# Problem to solve
Each line of the listing below must be retyped as given.

# Data for processing
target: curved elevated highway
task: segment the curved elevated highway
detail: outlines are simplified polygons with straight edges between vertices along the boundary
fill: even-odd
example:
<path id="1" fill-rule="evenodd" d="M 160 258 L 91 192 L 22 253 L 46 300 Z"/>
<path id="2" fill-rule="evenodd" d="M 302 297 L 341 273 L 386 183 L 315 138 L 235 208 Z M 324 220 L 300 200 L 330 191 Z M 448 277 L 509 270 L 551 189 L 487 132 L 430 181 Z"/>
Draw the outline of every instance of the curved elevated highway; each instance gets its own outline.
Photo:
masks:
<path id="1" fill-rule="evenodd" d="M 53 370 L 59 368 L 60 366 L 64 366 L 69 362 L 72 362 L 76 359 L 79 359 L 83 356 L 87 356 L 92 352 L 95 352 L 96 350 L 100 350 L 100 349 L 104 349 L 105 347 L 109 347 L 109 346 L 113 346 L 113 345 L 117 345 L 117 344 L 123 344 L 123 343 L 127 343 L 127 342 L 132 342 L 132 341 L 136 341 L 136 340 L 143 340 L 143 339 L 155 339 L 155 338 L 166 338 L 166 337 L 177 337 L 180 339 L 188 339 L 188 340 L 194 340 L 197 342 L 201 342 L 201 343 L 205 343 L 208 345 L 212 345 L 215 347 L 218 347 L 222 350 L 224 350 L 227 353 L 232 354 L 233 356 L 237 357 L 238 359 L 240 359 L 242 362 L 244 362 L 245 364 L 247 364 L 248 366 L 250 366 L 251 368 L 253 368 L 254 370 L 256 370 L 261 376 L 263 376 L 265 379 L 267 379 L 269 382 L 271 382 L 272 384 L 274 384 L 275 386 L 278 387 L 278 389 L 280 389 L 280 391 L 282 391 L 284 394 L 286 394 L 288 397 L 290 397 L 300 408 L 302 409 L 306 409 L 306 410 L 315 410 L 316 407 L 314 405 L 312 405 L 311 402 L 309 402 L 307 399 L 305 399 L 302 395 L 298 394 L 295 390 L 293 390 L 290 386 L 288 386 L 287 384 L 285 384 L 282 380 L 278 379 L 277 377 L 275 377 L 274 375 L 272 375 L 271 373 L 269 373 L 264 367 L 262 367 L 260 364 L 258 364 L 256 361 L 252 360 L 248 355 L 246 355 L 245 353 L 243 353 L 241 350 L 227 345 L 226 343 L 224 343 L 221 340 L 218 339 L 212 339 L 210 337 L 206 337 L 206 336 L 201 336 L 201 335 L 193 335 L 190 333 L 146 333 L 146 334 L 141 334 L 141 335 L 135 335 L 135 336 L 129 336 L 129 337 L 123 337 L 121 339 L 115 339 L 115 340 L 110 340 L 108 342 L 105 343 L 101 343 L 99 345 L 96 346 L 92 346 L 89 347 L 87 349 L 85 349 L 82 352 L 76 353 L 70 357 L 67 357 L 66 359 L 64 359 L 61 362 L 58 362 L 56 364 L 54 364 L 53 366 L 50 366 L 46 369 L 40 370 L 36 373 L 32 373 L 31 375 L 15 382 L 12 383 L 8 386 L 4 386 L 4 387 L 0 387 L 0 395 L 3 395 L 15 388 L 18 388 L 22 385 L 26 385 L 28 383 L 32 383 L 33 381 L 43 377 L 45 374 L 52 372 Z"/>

# Task answer
target: curved elevated highway
task: segment the curved elevated highway
detail: outlines are simplified polygons with straight edges between vertices along the boundary
fill: even-odd
example:
<path id="1" fill-rule="evenodd" d="M 160 258 L 91 192 L 22 253 L 46 300 Z"/>
<path id="2" fill-rule="evenodd" d="M 302 297 L 341 273 L 386 183 L 315 138 L 235 208 Z M 324 220 L 300 200 L 330 191 Z M 448 277 L 509 270 L 551 189 L 487 132 L 430 181 Z"/>
Draw the outline of every instance of the curved elevated highway; each instance gets its own outline.
Photo:
masks:
<path id="1" fill-rule="evenodd" d="M 53 370 L 59 368 L 60 366 L 64 366 L 69 362 L 72 362 L 76 359 L 79 359 L 83 356 L 87 356 L 92 352 L 95 352 L 96 350 L 100 350 L 100 349 L 104 349 L 105 347 L 109 347 L 109 346 L 113 346 L 113 345 L 117 345 L 117 344 L 123 344 L 123 343 L 127 343 L 127 342 L 132 342 L 132 341 L 136 341 L 136 340 L 143 340 L 143 339 L 155 339 L 155 338 L 166 338 L 166 337 L 177 337 L 180 339 L 188 339 L 188 340 L 194 340 L 197 342 L 201 342 L 201 343 L 205 343 L 208 345 L 212 345 L 215 347 L 218 347 L 222 350 L 224 350 L 227 353 L 232 354 L 233 356 L 237 357 L 238 359 L 240 359 L 242 362 L 244 362 L 245 364 L 247 364 L 248 366 L 250 366 L 251 368 L 253 368 L 254 370 L 256 370 L 261 376 L 263 376 L 265 379 L 267 379 L 269 382 L 271 382 L 272 384 L 274 384 L 275 386 L 278 387 L 278 389 L 280 389 L 280 391 L 282 391 L 284 394 L 286 394 L 288 397 L 290 397 L 300 408 L 302 409 L 306 409 L 306 410 L 315 410 L 316 407 L 314 405 L 312 405 L 311 402 L 309 402 L 307 399 L 305 399 L 302 395 L 298 394 L 295 390 L 293 390 L 290 386 L 288 386 L 287 384 L 285 384 L 282 380 L 278 379 L 277 377 L 275 377 L 274 375 L 272 375 L 271 373 L 269 373 L 264 367 L 262 367 L 260 364 L 258 364 L 256 361 L 252 360 L 248 355 L 246 355 L 245 353 L 243 353 L 241 350 L 227 345 L 226 343 L 224 343 L 221 340 L 218 339 L 212 339 L 210 337 L 206 337 L 206 336 L 201 336 L 201 335 L 193 335 L 190 333 L 146 333 L 146 334 L 141 334 L 141 335 L 135 335 L 135 336 L 129 336 L 129 337 L 123 337 L 121 339 L 115 339 L 115 340 L 110 340 L 108 342 L 105 343 L 101 343 L 99 345 L 96 346 L 92 346 L 89 347 L 87 349 L 85 349 L 82 352 L 76 353 L 70 357 L 67 357 L 66 359 L 64 359 L 61 362 L 58 362 L 56 364 L 54 364 L 53 366 L 50 366 L 46 369 L 40 370 L 36 373 L 32 373 L 31 375 L 15 382 L 12 383 L 8 386 L 4 386 L 4 387 L 0 387 L 0 395 L 3 395 L 15 388 L 18 388 L 22 385 L 26 385 L 28 383 L 32 383 L 33 381 L 43 377 L 45 374 L 52 372 Z"/>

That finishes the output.